── Source material

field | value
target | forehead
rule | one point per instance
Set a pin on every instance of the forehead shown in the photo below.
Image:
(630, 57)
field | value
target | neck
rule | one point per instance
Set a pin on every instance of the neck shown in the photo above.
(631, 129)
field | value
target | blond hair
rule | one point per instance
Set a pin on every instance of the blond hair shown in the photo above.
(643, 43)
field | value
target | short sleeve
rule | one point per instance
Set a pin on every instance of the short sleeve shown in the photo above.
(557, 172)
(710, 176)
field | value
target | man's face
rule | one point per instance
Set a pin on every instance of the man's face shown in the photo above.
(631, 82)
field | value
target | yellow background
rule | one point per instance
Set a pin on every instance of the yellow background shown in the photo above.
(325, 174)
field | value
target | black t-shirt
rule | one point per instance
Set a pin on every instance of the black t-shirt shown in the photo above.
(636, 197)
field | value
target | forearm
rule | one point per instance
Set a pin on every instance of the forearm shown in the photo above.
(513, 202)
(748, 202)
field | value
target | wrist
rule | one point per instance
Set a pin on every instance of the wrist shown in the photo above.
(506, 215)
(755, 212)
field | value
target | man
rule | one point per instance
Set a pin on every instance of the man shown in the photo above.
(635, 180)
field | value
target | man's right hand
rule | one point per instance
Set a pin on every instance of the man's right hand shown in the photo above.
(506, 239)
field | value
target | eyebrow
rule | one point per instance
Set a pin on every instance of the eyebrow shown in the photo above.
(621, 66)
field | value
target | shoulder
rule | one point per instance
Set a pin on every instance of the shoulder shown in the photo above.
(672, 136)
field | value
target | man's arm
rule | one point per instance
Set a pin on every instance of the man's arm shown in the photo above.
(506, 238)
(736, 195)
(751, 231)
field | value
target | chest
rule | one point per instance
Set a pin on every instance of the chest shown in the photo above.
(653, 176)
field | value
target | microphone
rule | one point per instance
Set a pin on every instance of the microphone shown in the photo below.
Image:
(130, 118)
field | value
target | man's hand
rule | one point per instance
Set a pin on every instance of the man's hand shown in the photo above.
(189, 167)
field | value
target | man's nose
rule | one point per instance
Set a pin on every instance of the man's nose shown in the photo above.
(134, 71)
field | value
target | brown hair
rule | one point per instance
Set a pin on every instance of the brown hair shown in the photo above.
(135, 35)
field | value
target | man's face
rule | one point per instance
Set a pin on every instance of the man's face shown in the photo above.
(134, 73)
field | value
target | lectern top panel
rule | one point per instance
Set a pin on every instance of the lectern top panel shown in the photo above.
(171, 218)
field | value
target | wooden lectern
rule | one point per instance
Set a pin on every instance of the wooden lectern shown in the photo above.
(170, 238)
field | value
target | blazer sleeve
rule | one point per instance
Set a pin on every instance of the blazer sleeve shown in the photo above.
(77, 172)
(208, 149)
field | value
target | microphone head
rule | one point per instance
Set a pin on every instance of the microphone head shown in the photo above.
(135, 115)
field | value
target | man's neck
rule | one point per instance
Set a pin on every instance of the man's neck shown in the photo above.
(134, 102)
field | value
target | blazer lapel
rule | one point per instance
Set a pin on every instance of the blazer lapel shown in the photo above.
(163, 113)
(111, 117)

────

Filter the dataset entries above and copy each line that contains the word "panel".

## Task output
target | lectern top panel
Set a pin on every instance of the lectern top panel shown in the photo above.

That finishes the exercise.